Description of the task — Your answer should restate each line of the data below word for word.

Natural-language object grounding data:
------

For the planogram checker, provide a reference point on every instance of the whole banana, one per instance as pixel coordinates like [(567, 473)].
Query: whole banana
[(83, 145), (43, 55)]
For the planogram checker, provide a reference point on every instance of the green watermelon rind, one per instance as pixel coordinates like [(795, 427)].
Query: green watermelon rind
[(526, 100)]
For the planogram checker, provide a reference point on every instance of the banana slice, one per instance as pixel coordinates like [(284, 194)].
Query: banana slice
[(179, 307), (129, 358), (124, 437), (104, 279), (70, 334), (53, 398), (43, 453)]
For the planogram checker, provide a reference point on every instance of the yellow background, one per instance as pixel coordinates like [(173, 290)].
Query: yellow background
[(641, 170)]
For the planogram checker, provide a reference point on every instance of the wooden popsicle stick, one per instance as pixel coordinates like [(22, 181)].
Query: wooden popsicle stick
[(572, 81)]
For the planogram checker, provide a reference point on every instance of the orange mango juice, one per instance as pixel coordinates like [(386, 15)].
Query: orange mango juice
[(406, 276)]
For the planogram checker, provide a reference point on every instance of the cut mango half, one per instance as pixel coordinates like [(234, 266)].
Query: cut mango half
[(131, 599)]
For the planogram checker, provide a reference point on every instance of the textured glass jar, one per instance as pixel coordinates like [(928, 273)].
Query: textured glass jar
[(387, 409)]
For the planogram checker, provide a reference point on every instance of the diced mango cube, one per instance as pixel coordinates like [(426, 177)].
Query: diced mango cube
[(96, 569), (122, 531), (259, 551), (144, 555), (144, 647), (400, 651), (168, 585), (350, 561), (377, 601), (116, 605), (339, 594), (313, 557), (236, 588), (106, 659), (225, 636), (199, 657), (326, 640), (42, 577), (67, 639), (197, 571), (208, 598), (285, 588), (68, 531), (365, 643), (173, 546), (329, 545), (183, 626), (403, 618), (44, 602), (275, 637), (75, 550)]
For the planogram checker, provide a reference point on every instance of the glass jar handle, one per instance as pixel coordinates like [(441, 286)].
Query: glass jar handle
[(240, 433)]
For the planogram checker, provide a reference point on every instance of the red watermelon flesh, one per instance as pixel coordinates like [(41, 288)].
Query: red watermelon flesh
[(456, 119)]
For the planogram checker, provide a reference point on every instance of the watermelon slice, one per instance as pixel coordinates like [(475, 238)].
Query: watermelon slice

------

Task result —
For the planogram checker, provide a reference point on every instance of the whole banana, one per instance as pixel coordinates like [(567, 473)].
Query: whole banana
[(83, 145), (43, 55)]
For the planogram checker, provide a reference point on every instance of the green watermelon rind, one per instance as pixel coordinates like [(795, 427)].
Query: green watermelon rind
[(526, 100)]
For the planogram checker, provide a reference point on every instance of the banana slice, one per instance as pixel coordinates like [(284, 194)].
Query: banana slice
[(179, 307), (129, 358), (124, 437), (104, 279), (70, 334), (53, 398), (43, 453)]
For the planogram checker, provide a reference point on every instance of the yellow background, one per instance as pixel coordinates like [(173, 290)].
Query: yellow background
[(641, 170)]
For the planogram checker, provide a reference point on every instance of the wooden popsicle stick, one per instance as pixel coordinates like [(22, 181)].
Query: wooden popsicle stick
[(572, 81)]
For the planogram checker, provide a reference point on every instance of the orange mango juice, one per instance as pixel coordinates like [(386, 15)].
Query: orange mango juice
[(406, 276)]
For the planogram checker, provide a reference point on every instance of the cut mango half, one per instance as pixel coordinates like [(234, 266)].
Query: cut mango half
[(131, 599)]
For the planogram checker, provide a reference point on every instance of the textured glass jar, one per instance as pixel coordinates like [(928, 273)].
Query: textured glass jar
[(387, 409)]
For the planogram checker, provide a reference point on every instance of the diced mango cube, one per instance as pixel coordinates like [(426, 177)].
Query: diced mango cube
[(96, 569), (122, 531), (259, 551), (144, 555), (144, 647), (400, 651), (168, 585), (350, 561), (377, 601), (116, 605), (339, 594), (313, 557), (236, 588), (106, 659), (225, 636), (199, 657), (326, 640), (42, 577), (67, 639), (197, 571), (208, 598), (285, 588), (68, 531), (365, 643), (173, 546), (329, 545), (183, 626), (403, 618), (44, 602), (275, 637), (75, 550)]
For the planogram checker, provide a reference point on every instance of the glass jar handle, one per instance as pixel coordinates like [(441, 286)].
Query: glass jar handle
[(240, 433)]
For the planogram checker, provide a reference point on every instance of the red watermelon flesh, one per instance as pixel coordinates like [(41, 288)].
Query: red watermelon flesh
[(456, 119)]
For the planogram checker, provide a reference point on every instance of the watermelon slice, one per instance as pixel coordinates like [(475, 238)].
Query: watermelon slice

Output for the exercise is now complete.